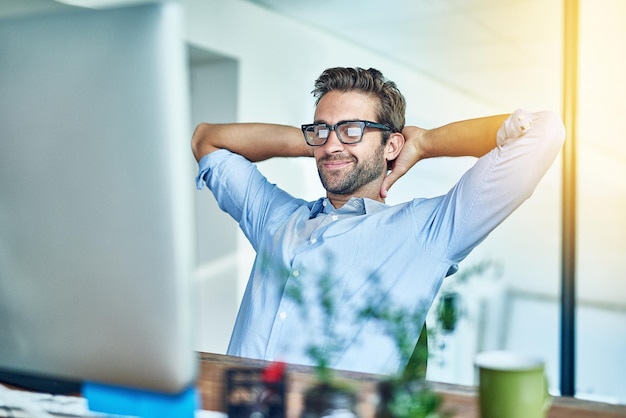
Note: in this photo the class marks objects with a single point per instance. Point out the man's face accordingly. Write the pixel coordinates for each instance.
(347, 169)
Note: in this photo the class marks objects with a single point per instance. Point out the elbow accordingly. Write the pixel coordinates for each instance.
(200, 144)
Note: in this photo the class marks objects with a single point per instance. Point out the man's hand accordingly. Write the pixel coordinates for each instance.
(410, 154)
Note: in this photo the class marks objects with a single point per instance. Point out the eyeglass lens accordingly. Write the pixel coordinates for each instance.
(347, 132)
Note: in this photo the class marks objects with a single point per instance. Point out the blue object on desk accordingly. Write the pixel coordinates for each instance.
(118, 400)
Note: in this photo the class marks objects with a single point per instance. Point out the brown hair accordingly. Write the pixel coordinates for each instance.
(392, 105)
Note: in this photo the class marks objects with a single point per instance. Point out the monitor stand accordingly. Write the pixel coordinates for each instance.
(119, 400)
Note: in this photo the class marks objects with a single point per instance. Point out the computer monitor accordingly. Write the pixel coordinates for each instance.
(96, 192)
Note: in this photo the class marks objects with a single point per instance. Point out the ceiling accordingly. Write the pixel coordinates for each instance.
(475, 46)
(502, 53)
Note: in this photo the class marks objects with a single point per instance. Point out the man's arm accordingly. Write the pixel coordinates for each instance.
(472, 137)
(254, 141)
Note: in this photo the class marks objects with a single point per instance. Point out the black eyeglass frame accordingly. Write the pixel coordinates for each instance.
(364, 124)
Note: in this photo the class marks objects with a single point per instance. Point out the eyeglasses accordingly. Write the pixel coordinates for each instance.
(348, 132)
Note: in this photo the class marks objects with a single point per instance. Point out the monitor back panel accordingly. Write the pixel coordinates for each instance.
(96, 248)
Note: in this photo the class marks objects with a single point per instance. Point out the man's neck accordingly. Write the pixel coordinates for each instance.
(339, 200)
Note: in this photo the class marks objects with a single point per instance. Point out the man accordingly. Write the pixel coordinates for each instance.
(350, 241)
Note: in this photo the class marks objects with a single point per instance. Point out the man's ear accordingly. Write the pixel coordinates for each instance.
(394, 146)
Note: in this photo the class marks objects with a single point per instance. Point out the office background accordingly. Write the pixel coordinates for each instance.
(453, 60)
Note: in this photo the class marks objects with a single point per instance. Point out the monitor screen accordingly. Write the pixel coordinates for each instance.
(96, 192)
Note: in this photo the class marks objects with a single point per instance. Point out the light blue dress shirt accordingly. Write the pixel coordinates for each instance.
(368, 251)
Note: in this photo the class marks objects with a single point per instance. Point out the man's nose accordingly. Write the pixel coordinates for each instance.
(333, 144)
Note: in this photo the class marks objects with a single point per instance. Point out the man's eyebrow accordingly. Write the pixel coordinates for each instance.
(341, 121)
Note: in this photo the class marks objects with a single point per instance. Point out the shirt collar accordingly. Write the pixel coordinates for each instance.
(356, 205)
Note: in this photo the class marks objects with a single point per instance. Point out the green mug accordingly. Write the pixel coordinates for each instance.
(511, 385)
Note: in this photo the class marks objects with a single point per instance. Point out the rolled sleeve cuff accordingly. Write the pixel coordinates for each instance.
(203, 169)
(516, 125)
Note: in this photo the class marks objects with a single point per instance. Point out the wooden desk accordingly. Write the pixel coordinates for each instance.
(461, 400)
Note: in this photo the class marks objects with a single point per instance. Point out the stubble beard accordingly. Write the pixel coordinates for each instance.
(362, 173)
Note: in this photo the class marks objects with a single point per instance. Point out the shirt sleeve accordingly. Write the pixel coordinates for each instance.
(244, 193)
(498, 183)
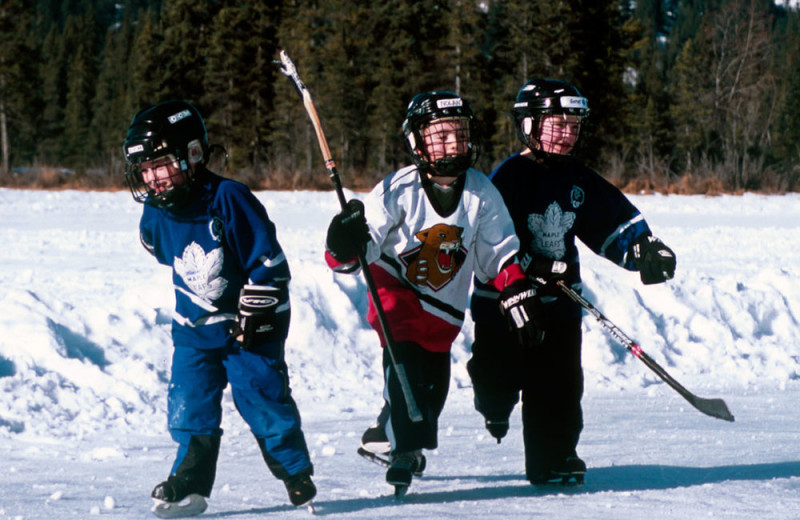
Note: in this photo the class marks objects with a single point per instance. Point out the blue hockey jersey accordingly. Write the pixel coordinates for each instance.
(554, 201)
(215, 245)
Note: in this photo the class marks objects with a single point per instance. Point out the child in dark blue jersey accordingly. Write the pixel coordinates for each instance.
(553, 200)
(231, 312)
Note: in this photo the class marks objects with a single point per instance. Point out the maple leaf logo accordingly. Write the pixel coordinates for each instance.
(201, 271)
(549, 231)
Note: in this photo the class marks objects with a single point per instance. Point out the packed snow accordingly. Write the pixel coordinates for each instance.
(85, 351)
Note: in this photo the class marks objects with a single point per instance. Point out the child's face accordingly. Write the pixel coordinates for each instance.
(559, 133)
(162, 174)
(446, 138)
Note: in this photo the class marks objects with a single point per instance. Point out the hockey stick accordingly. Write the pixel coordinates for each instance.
(290, 71)
(713, 407)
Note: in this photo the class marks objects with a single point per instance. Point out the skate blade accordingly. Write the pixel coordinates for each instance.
(192, 505)
(380, 460)
(400, 491)
(571, 480)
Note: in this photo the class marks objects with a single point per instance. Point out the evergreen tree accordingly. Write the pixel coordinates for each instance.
(53, 71)
(187, 31)
(690, 108)
(145, 67)
(239, 79)
(111, 104)
(17, 68)
(79, 36)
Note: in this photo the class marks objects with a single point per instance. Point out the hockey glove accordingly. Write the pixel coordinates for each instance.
(348, 232)
(520, 305)
(653, 259)
(543, 270)
(256, 322)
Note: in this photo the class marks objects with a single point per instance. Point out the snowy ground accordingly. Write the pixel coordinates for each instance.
(84, 360)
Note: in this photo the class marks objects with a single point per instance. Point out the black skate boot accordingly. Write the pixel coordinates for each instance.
(498, 429)
(570, 472)
(401, 470)
(301, 489)
(175, 498)
(374, 440)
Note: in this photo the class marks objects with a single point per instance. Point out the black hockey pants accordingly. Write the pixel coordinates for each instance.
(549, 376)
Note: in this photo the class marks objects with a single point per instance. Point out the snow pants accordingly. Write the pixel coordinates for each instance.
(428, 375)
(260, 387)
(549, 377)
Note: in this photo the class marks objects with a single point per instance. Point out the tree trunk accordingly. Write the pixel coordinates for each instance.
(4, 130)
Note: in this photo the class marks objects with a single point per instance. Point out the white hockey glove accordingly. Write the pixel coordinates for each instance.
(543, 270)
(653, 259)
(256, 322)
(520, 305)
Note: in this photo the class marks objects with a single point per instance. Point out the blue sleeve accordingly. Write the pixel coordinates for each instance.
(251, 237)
(613, 224)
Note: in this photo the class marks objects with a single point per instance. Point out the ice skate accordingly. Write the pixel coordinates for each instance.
(375, 441)
(402, 469)
(569, 473)
(173, 499)
(301, 489)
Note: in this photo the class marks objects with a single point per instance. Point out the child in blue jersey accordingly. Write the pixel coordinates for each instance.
(553, 200)
(231, 307)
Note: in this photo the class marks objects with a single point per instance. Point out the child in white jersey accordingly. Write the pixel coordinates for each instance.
(425, 231)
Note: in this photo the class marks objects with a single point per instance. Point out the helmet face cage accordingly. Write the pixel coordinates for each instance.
(170, 138)
(440, 132)
(540, 98)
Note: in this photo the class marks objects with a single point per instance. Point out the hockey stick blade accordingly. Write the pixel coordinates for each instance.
(374, 457)
(712, 407)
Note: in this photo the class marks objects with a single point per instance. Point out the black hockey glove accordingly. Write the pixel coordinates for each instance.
(520, 305)
(348, 232)
(543, 270)
(654, 260)
(256, 322)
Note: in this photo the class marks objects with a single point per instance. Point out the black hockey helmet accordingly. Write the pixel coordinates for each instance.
(541, 97)
(429, 107)
(173, 129)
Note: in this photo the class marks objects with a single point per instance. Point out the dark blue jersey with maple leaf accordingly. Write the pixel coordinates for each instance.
(554, 201)
(216, 244)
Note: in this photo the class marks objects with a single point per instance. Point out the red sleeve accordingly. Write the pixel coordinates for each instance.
(509, 275)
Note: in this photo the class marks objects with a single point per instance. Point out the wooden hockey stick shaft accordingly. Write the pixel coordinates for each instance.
(288, 68)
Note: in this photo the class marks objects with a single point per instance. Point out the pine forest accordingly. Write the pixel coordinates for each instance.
(686, 96)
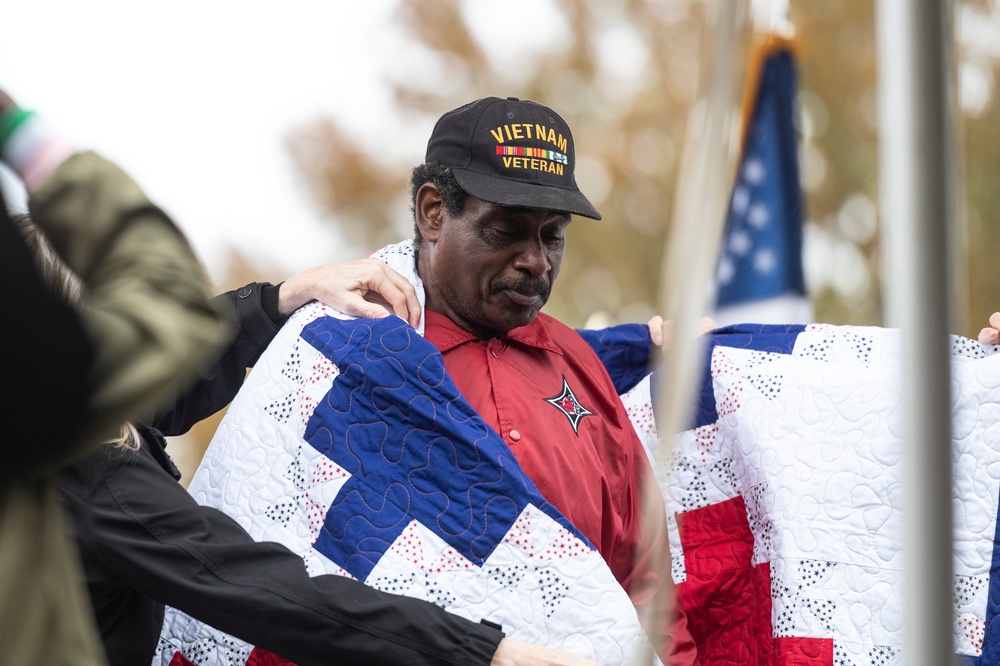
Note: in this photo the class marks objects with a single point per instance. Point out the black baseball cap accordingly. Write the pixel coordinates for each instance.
(511, 152)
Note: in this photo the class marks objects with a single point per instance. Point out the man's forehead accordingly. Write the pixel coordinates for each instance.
(505, 210)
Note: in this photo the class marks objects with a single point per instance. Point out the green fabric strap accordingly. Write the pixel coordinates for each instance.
(10, 121)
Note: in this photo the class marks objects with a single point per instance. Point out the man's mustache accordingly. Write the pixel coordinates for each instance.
(527, 285)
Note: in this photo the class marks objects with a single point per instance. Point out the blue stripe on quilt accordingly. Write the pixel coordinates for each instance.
(395, 418)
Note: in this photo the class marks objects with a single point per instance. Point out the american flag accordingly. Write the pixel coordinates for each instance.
(759, 275)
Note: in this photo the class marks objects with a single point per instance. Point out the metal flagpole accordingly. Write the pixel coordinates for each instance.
(916, 213)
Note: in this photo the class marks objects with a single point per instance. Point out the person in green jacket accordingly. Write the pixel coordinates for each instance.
(147, 328)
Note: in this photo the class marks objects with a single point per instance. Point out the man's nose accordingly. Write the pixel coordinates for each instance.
(532, 258)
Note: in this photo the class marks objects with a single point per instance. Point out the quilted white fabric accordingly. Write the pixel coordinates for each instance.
(337, 410)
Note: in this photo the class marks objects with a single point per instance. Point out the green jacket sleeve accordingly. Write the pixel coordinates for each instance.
(148, 310)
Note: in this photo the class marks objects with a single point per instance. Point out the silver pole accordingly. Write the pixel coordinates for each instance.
(916, 213)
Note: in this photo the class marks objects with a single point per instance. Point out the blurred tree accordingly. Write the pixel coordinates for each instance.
(625, 74)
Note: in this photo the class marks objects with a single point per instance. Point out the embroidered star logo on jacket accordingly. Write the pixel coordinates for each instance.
(567, 403)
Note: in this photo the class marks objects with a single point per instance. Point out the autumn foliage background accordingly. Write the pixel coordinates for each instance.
(626, 75)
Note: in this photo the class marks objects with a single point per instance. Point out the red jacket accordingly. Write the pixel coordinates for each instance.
(544, 390)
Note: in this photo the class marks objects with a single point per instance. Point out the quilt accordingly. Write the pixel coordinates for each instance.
(785, 500)
(350, 445)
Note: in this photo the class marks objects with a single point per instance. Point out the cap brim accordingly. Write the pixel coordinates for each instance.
(529, 195)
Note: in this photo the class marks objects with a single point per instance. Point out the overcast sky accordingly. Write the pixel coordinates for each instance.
(195, 99)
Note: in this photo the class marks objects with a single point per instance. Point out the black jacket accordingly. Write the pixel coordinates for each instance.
(145, 542)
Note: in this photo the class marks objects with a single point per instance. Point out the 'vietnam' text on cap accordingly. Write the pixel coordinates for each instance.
(511, 152)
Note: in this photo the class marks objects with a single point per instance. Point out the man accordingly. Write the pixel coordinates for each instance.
(75, 374)
(491, 206)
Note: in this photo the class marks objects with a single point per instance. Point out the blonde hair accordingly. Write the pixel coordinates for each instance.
(68, 285)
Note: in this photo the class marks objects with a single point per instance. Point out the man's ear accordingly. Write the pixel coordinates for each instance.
(429, 208)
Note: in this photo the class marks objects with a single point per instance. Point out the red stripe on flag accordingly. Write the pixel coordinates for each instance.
(799, 651)
(261, 657)
(726, 598)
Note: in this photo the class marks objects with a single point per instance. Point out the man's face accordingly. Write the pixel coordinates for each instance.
(490, 268)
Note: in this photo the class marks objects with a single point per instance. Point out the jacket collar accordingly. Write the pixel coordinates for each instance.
(446, 334)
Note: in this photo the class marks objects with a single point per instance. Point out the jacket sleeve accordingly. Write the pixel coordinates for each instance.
(148, 311)
(154, 535)
(46, 355)
(253, 315)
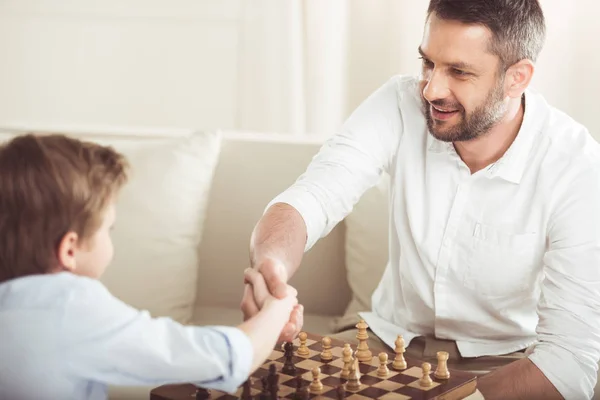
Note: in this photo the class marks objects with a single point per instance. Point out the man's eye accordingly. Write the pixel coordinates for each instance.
(426, 62)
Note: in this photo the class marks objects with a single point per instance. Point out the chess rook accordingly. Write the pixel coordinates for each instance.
(399, 363)
(441, 372)
(362, 351)
(347, 359)
(353, 384)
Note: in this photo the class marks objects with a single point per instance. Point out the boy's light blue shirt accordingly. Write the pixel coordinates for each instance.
(66, 337)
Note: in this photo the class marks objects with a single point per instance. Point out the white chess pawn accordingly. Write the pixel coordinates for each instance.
(326, 346)
(303, 349)
(425, 380)
(441, 372)
(383, 371)
(316, 386)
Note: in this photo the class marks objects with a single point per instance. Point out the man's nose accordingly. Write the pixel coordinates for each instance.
(436, 87)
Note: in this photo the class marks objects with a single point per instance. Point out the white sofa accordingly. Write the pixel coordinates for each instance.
(185, 219)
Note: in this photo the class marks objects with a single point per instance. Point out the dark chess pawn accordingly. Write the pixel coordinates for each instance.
(288, 365)
(202, 394)
(264, 395)
(301, 389)
(273, 381)
(341, 392)
(247, 390)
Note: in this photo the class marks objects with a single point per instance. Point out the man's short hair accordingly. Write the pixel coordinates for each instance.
(517, 26)
(51, 185)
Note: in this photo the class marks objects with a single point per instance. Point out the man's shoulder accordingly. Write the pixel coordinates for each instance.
(568, 142)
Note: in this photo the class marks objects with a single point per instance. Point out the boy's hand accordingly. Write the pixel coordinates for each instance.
(257, 290)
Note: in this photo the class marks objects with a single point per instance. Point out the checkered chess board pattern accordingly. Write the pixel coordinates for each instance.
(398, 385)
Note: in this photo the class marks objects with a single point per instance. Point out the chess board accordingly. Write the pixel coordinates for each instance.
(399, 385)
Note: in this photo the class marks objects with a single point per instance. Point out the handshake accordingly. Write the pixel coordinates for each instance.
(266, 290)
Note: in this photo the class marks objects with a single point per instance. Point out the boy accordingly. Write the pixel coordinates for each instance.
(63, 335)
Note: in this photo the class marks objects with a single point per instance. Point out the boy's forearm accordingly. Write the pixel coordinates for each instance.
(518, 380)
(264, 330)
(280, 234)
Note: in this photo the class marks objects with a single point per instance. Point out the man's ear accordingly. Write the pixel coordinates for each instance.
(519, 77)
(67, 249)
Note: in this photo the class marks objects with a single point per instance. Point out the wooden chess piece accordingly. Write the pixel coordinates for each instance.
(425, 380)
(362, 351)
(301, 389)
(202, 394)
(326, 346)
(353, 384)
(399, 363)
(247, 390)
(288, 365)
(383, 371)
(316, 386)
(273, 381)
(340, 392)
(264, 394)
(303, 349)
(347, 358)
(441, 372)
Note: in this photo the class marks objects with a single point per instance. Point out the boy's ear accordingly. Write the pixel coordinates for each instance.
(67, 249)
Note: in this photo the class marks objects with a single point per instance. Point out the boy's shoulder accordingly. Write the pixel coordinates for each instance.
(48, 291)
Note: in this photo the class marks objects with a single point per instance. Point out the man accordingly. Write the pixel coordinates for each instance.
(494, 207)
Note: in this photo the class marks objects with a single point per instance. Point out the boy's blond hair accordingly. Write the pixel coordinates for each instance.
(51, 185)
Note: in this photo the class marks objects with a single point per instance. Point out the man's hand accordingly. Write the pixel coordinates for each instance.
(275, 276)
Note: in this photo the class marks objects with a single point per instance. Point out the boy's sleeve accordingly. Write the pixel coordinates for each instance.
(108, 341)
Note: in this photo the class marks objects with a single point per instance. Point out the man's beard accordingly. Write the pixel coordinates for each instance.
(471, 126)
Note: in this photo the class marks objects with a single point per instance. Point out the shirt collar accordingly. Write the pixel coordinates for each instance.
(512, 164)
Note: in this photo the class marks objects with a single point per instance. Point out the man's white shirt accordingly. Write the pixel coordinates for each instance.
(499, 260)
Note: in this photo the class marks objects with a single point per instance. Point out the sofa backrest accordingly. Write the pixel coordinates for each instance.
(253, 169)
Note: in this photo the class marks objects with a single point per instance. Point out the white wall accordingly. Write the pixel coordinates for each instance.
(294, 66)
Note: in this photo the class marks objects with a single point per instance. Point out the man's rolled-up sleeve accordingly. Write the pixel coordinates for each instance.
(568, 348)
(348, 164)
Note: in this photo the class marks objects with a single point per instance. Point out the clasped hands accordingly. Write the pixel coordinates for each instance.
(270, 279)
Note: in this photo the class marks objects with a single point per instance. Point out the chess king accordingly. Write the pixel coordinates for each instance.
(494, 209)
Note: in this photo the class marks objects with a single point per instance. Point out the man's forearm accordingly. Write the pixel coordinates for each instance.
(280, 234)
(518, 380)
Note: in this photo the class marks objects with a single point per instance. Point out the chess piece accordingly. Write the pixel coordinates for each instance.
(273, 381)
(247, 390)
(425, 380)
(264, 394)
(202, 394)
(288, 365)
(353, 384)
(301, 389)
(441, 372)
(362, 351)
(399, 363)
(326, 346)
(347, 358)
(316, 386)
(340, 392)
(383, 371)
(303, 349)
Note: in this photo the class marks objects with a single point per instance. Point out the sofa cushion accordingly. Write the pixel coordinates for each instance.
(160, 214)
(366, 251)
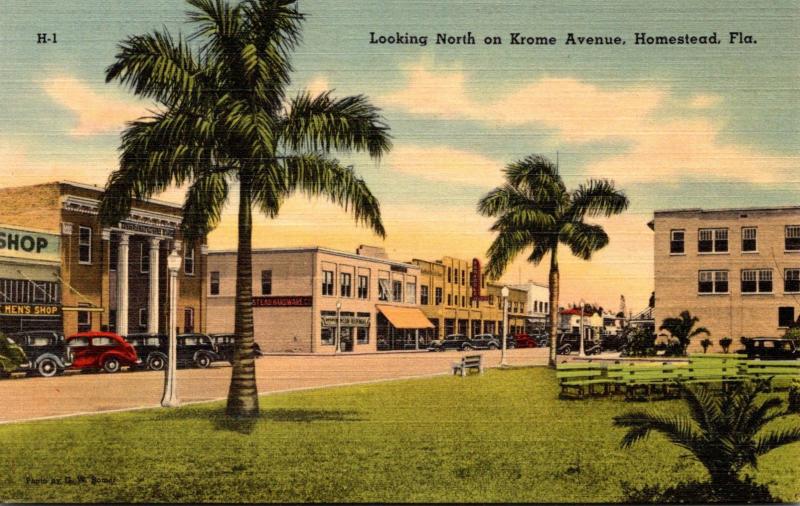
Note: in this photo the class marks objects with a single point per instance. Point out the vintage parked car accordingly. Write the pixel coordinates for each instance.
(462, 342)
(772, 348)
(12, 356)
(45, 349)
(525, 341)
(100, 350)
(224, 344)
(567, 343)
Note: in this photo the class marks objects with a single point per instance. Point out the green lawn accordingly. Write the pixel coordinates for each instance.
(503, 436)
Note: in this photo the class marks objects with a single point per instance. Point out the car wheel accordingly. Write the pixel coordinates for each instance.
(111, 365)
(155, 363)
(47, 368)
(202, 361)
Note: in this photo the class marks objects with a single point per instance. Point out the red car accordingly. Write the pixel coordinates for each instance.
(525, 341)
(100, 350)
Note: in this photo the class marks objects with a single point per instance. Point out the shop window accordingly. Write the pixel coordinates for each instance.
(749, 239)
(188, 261)
(345, 284)
(213, 283)
(712, 240)
(363, 287)
(144, 258)
(188, 319)
(266, 282)
(84, 245)
(791, 280)
(327, 282)
(785, 316)
(676, 241)
(792, 240)
(397, 291)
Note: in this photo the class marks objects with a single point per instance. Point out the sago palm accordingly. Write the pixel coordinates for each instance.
(534, 210)
(224, 121)
(682, 327)
(724, 430)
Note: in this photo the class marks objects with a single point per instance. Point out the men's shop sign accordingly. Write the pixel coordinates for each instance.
(281, 301)
(19, 243)
(29, 310)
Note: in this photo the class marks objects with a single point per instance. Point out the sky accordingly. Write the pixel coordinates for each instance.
(673, 126)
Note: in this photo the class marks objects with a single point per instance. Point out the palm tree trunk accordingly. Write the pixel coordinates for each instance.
(554, 280)
(243, 393)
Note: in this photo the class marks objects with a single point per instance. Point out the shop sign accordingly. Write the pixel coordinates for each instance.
(19, 243)
(282, 301)
(29, 310)
(346, 321)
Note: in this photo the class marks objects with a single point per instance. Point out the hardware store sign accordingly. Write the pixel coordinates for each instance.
(17, 243)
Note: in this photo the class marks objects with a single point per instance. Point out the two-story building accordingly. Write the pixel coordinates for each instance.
(303, 296)
(737, 270)
(60, 270)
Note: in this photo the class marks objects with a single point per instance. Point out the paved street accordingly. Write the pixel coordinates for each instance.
(30, 398)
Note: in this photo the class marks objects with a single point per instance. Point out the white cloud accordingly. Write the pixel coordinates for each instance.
(657, 142)
(99, 111)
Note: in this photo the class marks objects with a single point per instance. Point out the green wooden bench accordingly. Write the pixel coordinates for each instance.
(582, 378)
(783, 371)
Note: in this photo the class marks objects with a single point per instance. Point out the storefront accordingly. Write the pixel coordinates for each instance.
(30, 290)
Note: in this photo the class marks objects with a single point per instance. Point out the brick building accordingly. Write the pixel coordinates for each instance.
(95, 277)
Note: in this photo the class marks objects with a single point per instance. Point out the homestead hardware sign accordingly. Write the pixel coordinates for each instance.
(29, 310)
(282, 301)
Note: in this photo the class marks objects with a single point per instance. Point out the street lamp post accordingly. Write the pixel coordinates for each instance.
(338, 339)
(581, 352)
(170, 398)
(504, 292)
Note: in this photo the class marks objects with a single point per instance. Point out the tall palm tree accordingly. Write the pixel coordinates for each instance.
(724, 430)
(535, 210)
(682, 328)
(223, 121)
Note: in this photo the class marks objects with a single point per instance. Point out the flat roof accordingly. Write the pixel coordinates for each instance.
(315, 249)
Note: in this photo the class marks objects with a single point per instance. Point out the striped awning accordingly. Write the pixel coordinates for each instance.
(405, 317)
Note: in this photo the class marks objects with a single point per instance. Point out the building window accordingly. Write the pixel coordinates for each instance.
(266, 282)
(791, 280)
(757, 281)
(188, 261)
(327, 282)
(84, 245)
(712, 240)
(785, 316)
(84, 319)
(213, 283)
(792, 242)
(397, 291)
(749, 236)
(188, 319)
(346, 284)
(712, 282)
(363, 287)
(144, 258)
(676, 241)
(383, 289)
(143, 317)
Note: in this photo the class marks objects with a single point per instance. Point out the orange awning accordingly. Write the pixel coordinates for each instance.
(405, 317)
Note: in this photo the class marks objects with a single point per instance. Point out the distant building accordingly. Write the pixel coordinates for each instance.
(737, 270)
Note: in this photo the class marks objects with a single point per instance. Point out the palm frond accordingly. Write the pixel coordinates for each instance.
(345, 124)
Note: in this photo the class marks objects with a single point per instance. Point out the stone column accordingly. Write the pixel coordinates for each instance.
(122, 283)
(152, 303)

++++++++

Repeat word for word every line from the one that holds "out the orange" to the end. Both ends count.

Note: in this photo the class marks objects with a single point per instance. Point out the orange awning accordingly. Write the pixel coordinates for each instance.
(405, 317)
Note: in this photo the class marks objects with a single point per instance. Point out the distant building accordingly. Write the pixel coordinates for each instance.
(737, 270)
Note: in this photo the class marks objects with a single point per instance. Point out the palm frond accordingly. Write the pixel coordinates for each instance.
(345, 124)
Note: in this photo the class marks objects with a single point per instance. Point out the stone column accordingly. Write the pixel coordinates for each instance.
(122, 283)
(152, 303)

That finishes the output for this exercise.